## Task statement
Two lines in the listing below mark the span: one contains "Query: black handbag strap" and one contains "Query: woman in red dress". Reproduce both of them and everything between, exactly.

____

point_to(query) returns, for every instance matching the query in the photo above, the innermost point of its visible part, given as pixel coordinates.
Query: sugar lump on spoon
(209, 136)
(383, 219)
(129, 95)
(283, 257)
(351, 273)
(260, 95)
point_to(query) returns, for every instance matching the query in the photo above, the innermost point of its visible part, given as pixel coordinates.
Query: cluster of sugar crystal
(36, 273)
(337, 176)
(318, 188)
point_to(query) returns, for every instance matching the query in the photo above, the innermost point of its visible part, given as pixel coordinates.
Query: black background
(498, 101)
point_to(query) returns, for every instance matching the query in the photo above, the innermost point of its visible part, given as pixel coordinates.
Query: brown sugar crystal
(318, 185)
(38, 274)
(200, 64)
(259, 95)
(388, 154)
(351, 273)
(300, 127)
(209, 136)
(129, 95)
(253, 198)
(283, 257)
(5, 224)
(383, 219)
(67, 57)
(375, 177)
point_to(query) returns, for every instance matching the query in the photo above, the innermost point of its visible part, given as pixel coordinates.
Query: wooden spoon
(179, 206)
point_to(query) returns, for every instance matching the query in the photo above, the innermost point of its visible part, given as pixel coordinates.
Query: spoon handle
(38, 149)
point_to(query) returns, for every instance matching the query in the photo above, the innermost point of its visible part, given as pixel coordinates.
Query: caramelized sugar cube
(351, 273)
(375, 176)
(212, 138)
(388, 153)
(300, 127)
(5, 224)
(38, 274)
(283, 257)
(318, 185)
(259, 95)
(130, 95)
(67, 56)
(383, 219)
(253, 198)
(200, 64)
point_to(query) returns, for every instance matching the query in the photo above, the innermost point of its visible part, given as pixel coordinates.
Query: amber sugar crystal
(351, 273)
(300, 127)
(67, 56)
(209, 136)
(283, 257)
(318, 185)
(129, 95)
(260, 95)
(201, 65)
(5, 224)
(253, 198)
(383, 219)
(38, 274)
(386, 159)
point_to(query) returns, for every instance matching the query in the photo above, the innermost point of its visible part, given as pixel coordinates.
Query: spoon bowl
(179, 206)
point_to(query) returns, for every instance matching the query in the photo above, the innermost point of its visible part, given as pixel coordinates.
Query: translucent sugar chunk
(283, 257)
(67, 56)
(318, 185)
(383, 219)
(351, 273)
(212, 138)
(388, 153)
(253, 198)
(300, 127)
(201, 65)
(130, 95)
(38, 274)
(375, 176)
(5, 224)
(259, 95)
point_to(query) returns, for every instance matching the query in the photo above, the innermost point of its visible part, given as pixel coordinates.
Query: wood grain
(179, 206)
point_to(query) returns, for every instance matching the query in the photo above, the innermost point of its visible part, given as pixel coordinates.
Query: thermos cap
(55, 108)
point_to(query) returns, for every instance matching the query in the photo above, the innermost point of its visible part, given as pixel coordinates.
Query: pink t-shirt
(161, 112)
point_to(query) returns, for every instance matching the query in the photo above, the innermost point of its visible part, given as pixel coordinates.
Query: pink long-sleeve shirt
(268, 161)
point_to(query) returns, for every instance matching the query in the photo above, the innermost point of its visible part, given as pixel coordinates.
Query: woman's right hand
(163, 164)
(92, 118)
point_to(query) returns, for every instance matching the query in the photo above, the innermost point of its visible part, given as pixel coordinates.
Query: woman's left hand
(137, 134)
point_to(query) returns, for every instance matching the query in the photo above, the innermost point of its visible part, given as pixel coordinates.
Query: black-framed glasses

____

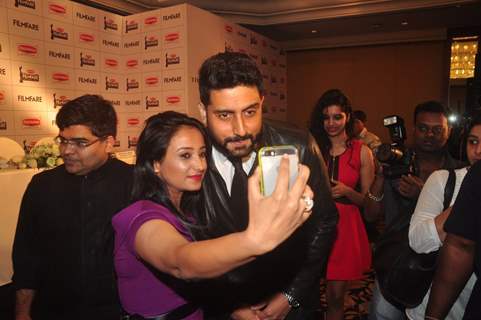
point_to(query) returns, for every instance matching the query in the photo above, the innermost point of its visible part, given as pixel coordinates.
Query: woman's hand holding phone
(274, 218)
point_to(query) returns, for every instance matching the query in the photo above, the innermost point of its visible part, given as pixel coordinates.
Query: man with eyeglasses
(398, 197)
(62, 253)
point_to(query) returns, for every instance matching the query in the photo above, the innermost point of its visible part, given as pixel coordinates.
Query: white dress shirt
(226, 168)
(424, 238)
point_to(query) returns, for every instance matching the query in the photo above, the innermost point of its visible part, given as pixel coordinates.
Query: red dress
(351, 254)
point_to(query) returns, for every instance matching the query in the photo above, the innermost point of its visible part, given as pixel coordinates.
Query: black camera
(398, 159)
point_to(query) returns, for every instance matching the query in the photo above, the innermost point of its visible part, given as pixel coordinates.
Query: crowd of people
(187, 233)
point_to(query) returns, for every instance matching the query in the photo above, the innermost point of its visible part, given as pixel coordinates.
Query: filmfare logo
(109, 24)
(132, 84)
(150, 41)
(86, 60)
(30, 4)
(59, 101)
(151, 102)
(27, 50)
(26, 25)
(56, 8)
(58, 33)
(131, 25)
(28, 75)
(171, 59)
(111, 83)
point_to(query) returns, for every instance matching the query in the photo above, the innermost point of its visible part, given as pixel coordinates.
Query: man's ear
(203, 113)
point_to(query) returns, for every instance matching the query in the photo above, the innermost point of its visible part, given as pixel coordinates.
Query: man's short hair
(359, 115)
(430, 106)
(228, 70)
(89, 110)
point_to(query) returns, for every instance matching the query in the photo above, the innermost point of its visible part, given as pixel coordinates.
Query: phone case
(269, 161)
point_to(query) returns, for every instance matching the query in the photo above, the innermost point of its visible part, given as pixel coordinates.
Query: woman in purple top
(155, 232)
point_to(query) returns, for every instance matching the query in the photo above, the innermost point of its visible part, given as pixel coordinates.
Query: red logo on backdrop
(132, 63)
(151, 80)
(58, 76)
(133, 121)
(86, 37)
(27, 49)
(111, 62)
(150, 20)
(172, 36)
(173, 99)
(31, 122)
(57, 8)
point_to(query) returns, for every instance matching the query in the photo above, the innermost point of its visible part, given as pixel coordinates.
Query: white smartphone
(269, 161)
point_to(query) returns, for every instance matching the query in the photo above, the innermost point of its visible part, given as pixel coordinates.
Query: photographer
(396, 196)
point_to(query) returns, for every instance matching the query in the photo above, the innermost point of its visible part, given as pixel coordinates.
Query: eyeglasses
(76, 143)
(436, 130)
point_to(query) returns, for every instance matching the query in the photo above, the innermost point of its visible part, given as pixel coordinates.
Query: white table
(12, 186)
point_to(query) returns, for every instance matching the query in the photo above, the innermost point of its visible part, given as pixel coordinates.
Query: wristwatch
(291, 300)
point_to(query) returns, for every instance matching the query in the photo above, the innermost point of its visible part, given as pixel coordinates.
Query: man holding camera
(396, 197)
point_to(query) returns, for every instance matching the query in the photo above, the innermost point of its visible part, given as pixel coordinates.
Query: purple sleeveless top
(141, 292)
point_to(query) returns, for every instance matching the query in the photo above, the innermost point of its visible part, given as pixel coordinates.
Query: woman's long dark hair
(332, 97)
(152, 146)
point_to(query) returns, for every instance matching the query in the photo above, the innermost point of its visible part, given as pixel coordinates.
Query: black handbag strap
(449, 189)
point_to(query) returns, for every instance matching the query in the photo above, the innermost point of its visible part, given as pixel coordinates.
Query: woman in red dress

____

## Exercise solution
Query: black handbag strap
(449, 189)
point_to(query) returns, for every instance matching the query in the photo above, the innermost point of its visible part, given as pixel coordinates.
Query: woman in red dress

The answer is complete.